## EXERCISE
Gather every line of the items below that contains the word "thickest", and copy each such line in full.

## EXERCISE MATERIAL
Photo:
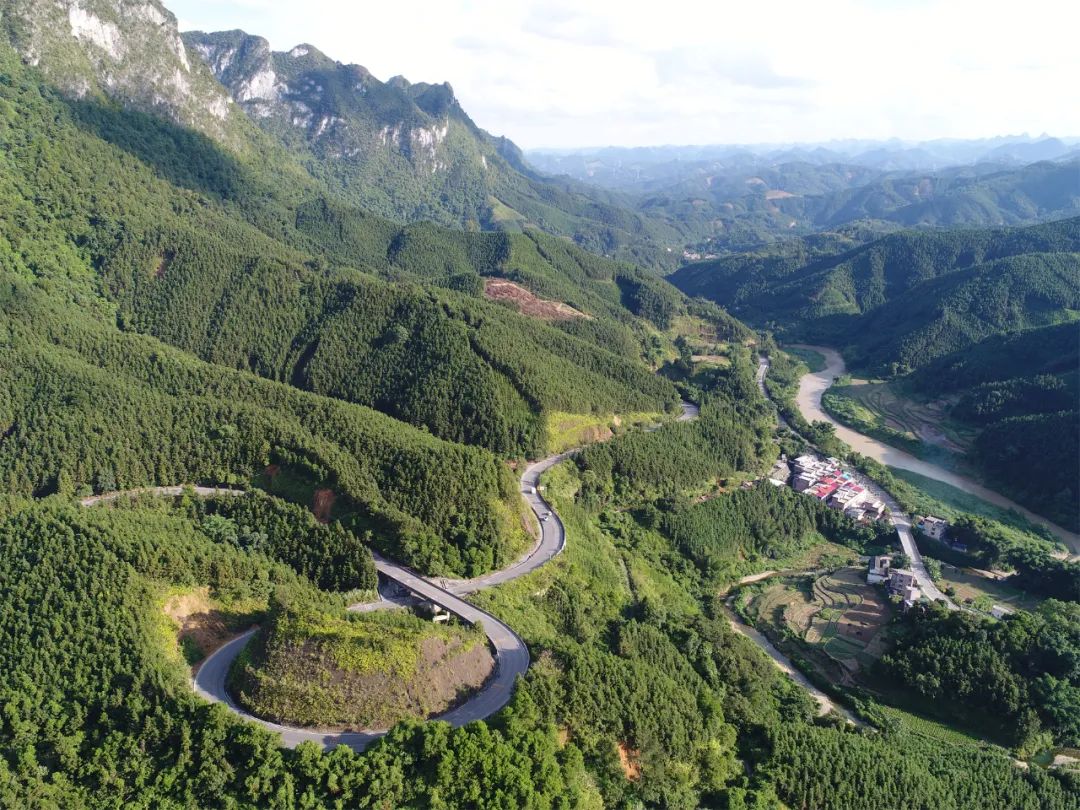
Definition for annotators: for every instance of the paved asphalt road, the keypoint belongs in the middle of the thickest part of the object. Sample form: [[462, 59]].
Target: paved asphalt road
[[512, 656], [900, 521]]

--

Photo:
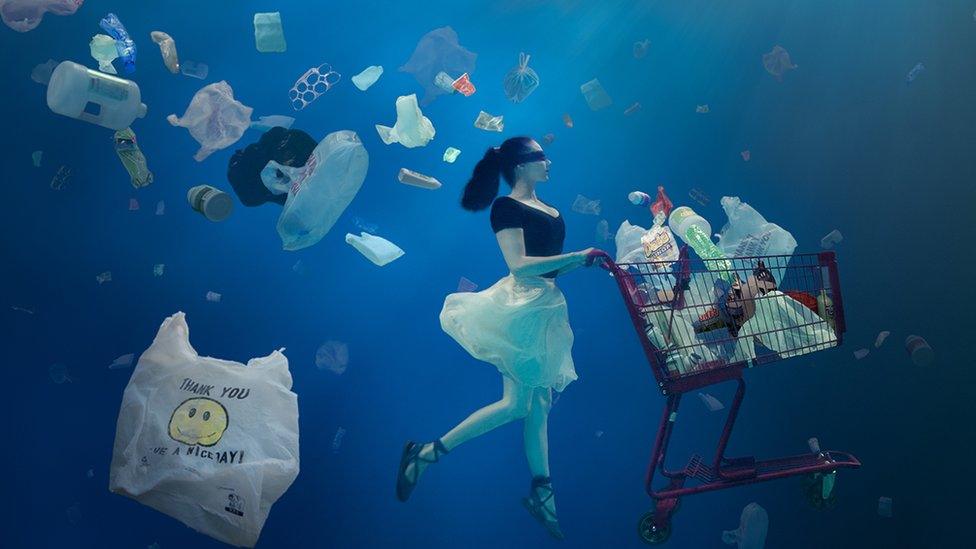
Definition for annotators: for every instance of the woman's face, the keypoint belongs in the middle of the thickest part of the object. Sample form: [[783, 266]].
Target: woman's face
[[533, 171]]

## RESULT BELOW
Definition for annotators: for every instance of the paved asphalt road, the keypoint belongs in the middle of the thickest part of the object. Sample form: [[462, 59]].
Definition for annotators: for every instance of the woman's face, the keypoint belongs in the middle of the thickest part of the object. Sample form: [[783, 266]].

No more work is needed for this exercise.